### Input for this task
***

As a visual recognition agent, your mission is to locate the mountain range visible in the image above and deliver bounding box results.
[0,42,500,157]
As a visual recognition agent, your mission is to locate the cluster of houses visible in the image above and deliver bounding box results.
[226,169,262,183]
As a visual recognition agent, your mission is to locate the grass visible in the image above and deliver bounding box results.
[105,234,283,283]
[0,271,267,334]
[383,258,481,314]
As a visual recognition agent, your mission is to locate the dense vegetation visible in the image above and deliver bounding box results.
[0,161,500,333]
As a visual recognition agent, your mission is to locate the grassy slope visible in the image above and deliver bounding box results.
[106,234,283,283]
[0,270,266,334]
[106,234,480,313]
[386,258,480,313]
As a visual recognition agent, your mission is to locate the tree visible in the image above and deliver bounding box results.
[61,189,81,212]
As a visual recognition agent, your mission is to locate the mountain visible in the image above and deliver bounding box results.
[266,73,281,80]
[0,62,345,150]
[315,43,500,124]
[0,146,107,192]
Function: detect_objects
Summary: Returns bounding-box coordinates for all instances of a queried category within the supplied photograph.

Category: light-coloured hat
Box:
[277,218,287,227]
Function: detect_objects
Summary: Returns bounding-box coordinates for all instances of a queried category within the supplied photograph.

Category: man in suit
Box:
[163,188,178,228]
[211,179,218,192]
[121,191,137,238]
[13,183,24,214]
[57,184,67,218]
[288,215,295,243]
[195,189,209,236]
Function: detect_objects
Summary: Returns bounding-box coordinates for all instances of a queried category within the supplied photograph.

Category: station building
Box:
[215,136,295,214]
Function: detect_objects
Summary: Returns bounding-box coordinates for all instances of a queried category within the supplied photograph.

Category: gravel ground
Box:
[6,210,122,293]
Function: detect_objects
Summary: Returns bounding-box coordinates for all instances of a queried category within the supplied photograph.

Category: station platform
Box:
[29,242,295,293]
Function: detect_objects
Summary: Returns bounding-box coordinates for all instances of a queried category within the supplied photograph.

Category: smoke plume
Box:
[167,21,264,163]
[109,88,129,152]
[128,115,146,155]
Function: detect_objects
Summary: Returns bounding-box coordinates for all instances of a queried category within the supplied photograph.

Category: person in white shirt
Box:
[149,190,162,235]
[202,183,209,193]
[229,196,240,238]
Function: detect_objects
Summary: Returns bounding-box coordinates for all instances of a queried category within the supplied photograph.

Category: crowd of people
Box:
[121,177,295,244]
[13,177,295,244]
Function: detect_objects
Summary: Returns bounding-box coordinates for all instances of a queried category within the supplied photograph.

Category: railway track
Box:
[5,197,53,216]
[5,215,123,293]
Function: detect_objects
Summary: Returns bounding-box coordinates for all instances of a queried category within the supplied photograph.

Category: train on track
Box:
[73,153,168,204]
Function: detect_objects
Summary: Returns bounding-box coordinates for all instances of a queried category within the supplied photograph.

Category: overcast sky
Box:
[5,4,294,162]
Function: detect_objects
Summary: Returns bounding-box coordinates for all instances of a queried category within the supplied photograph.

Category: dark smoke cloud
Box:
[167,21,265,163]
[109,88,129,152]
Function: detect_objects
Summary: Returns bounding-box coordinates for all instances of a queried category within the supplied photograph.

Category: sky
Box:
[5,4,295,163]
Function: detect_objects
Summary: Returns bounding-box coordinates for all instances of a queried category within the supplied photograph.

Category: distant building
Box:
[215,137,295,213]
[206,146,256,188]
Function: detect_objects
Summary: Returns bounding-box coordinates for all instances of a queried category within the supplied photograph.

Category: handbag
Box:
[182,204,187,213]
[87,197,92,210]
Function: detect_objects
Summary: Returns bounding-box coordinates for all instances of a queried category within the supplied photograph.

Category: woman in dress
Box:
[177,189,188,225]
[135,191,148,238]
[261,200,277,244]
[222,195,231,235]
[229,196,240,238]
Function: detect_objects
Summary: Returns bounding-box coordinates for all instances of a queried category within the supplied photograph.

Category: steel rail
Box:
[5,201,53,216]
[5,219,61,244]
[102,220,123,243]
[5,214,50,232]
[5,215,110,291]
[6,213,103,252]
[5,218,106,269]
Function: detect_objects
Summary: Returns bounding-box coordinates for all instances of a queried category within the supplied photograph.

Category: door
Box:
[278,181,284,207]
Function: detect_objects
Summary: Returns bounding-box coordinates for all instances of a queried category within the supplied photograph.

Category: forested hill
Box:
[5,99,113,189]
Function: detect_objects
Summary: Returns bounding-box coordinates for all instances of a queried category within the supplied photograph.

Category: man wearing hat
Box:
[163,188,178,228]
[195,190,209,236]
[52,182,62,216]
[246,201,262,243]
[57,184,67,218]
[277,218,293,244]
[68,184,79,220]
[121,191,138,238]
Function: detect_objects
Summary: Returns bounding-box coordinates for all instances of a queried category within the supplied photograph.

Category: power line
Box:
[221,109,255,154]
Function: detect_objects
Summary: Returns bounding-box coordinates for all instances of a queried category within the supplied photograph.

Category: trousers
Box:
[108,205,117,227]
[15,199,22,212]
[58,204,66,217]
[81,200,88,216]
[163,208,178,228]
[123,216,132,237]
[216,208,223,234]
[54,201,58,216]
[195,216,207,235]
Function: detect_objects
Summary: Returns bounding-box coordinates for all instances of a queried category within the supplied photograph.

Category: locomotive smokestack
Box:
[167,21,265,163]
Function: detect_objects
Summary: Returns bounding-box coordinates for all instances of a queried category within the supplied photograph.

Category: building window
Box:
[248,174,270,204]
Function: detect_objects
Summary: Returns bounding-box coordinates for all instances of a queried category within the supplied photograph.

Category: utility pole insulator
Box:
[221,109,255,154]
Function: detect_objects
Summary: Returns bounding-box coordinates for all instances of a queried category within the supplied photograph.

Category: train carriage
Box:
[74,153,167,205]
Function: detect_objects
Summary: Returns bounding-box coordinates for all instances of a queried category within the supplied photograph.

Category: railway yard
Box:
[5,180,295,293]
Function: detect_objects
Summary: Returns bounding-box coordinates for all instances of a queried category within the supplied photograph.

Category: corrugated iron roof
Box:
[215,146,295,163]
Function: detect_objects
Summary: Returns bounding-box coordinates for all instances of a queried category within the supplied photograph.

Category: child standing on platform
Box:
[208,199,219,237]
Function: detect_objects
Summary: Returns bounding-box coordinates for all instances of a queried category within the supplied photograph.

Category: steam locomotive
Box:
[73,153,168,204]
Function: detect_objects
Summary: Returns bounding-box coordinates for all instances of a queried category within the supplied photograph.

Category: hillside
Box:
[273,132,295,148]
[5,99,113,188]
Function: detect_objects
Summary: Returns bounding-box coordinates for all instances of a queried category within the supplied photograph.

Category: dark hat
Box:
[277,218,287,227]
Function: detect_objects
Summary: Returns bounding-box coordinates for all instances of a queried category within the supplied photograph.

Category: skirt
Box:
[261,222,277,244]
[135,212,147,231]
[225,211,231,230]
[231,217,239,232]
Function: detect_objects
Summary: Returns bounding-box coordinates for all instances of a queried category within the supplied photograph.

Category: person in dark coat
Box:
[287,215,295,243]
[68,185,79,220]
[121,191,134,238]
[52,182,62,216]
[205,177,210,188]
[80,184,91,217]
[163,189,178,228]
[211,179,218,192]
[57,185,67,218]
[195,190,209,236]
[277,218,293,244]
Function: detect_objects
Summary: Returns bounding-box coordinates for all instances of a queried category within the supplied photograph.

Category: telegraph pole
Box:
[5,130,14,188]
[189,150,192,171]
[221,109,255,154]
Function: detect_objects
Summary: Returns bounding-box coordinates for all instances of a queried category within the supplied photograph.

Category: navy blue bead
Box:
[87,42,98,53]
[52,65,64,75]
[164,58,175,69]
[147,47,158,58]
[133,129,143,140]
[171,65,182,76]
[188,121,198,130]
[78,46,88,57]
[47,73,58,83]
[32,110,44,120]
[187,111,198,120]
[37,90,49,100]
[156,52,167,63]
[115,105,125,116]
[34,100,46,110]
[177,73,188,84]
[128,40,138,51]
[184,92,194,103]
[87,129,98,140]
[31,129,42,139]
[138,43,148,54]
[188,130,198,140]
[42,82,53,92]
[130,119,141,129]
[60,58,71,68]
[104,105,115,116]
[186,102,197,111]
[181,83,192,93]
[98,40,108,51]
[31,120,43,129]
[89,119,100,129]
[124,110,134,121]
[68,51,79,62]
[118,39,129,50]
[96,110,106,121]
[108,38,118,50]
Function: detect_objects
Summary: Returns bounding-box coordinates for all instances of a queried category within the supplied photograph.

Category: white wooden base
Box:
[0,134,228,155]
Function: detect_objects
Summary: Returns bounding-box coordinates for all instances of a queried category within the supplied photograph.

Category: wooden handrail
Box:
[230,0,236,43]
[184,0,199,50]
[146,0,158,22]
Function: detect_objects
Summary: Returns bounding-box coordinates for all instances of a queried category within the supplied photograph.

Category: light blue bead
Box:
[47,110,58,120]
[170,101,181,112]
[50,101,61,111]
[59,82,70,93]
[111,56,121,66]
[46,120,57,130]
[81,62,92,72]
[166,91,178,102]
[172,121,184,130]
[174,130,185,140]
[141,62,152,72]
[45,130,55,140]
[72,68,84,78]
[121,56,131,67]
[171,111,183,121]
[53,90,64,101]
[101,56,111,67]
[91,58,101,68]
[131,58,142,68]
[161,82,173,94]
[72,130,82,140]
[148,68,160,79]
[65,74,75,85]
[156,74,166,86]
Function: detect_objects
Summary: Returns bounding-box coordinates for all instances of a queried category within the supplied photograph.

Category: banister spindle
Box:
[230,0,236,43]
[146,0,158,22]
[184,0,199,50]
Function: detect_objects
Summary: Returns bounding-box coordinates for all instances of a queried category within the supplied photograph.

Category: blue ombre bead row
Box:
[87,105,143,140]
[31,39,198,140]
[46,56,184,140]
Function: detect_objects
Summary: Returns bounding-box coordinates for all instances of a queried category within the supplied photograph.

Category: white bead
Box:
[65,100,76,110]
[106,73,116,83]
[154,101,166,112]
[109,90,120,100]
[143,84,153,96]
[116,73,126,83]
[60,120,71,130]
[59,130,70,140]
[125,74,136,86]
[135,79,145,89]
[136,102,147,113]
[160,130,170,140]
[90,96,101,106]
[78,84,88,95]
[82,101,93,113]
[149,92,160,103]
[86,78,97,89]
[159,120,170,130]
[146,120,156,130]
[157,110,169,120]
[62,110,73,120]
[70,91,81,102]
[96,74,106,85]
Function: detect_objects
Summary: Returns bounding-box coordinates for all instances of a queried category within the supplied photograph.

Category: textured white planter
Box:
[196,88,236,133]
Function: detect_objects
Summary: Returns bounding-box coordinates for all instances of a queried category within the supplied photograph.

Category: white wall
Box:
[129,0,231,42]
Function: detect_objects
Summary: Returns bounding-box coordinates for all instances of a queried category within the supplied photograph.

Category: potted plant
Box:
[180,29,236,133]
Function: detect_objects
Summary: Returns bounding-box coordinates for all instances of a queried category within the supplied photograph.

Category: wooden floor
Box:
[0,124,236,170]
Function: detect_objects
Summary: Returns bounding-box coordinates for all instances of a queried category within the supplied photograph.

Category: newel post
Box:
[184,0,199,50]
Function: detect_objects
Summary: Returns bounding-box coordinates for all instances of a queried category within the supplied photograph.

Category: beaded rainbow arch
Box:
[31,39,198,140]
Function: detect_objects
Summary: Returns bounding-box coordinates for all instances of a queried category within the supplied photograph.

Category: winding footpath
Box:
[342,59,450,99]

***

### Task to complete
Copy the lines above word for word, beginning with the first line of the records and ending with the line that contains "[0,146,107,192]".

### Finished task
As a visual recognition agent, your mission is to locate the mountain range visible in the image above and deliver bounding box results.
[0,42,500,157]
As a visual recognition agent, your mission is to locate the cluster of houses visible in the image above and deliver bounding box results.
[226,169,262,183]
As a visual recognition agent, your mission is to locate the grass visible in the image above and deliver bounding box results.
[105,234,283,283]
[0,271,267,334]
[383,258,481,314]
As a visual recognition agent, your mission is to locate the dense vegetation visible in the image above and deliver bounding box results.
[0,161,500,333]
As a visual recognition agent, your mission is to locate the grassy slope visible in the image above and deliver bounding box results.
[106,234,283,283]
[0,270,266,334]
[106,234,480,313]
[386,258,480,313]
As a visual recognition agent, your mission is to locate the tree visible in the image above and deliver bounding box results.
[61,189,81,212]
As a visual recognition agent, your mission is to locate the mountain visible in the image above and deliver bounding box results.
[266,73,281,80]
[0,62,345,150]
[315,43,500,124]
[0,146,107,192]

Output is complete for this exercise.